→ Your task:
Lay out the listing below as a Markdown table with the columns Row and Text, numbering each line and skipping blank lines. Leave the pictures out.

── Source material

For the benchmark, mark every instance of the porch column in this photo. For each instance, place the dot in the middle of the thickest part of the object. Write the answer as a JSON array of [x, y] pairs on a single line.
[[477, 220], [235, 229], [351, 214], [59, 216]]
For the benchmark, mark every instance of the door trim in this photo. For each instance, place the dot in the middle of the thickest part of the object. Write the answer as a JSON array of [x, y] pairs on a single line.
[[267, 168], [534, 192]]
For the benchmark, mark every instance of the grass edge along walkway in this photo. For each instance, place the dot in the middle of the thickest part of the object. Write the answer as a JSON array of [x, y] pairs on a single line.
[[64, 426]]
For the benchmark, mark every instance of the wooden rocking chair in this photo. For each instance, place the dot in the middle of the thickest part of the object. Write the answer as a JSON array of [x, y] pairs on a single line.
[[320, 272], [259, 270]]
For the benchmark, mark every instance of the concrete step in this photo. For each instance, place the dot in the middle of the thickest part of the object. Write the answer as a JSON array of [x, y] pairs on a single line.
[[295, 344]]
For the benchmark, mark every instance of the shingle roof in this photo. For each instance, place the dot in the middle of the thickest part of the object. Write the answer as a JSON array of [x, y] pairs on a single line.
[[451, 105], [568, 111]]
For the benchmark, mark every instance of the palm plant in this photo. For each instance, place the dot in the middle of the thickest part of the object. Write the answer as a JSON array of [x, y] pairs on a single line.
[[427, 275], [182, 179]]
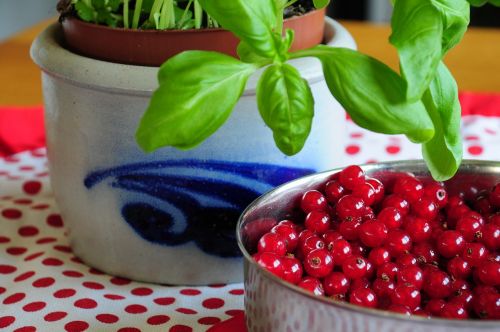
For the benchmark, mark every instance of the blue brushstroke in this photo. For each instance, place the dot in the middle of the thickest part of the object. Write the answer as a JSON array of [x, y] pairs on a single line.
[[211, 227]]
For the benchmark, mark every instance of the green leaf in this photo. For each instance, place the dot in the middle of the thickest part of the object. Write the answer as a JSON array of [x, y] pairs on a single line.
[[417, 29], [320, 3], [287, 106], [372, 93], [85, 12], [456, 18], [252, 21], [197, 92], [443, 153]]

────

→ Written response:
| Row | Text |
|---|---|
| 1 | For the benchmark, mark every instance of the porch column in this photo. For each instance, place the dot in the middle of the thickest part of the object. Write the answer as a JSON array of [x, y] pairs on a single line. |
| 2 | [[477, 220], [235, 229], [351, 214], [59, 216]] |
| 3 | For the benchmark, mark every instance of the door trim in this photo. For each instance, place the dot in the middle of the thickest part of the object. Write the answer as a JSON array of [x, y] pairs on a single line. |
| 4 | [[267, 168], [534, 192]] |
| 5 | For the benchmark, mark every instance of the grass edge along walkway in this photo. For each instance, place the dot in the middle of the thickest part of the object. Write the answer as a JSON array of [x, y] pairs on a single line. |
| 6 | [[64, 426]] |
| 7 | For the benchmark, mark every instance of the wooden rocking chair in this photo. For each instance, place the dot in the middle of the thickest part of the object. Write the answer as a JSON array of [x, y] pairs on a single line. |
| 8 | [[320, 272], [259, 270]] |
| 9 | For the benchmark, mark every instance of the concrete step in this photo. For each instance, place the dot in the middle of the thickest part of the object. Write the answer as a JSON array of [x, y] pairs on a single line. |
| 10 | [[295, 344]] |
| 11 | For the benchmark, mark every instance of the shingle roof in this photo. For each instance, place the dot in the middle of the thickest part of the object. Write the answer as a JSON array of [x, y] pairs on a single line. |
| 12 | [[451, 105], [568, 111]] |
| 13 | For the benchmark, mark every instance of the palm plant in this photo. For each instance, place the dot in the middle of the thickest part of the object. Write the answer as a JSON array of [x, y] pairs on a single line. |
| 14 | [[427, 275], [182, 179]] |
| 15 | For the benchmark, mark every instance of the blue brushstroke in this photo. For each instance, place the dot in the middle of the thickest part of the object. Write the answer as a JSON array of [x, y] pairs on a single line. |
| 16 | [[211, 227]] |
| 17 | For the benchmark, mark every instance of the green leaf in this photo. For each instance, place the dot in the middle of the thickest part of the object. Write the answer as a JSON array of [x, y] pairs on a single line. |
| 18 | [[417, 29], [320, 3], [287, 106], [372, 93], [85, 12], [456, 18], [252, 21], [197, 92], [443, 153]] |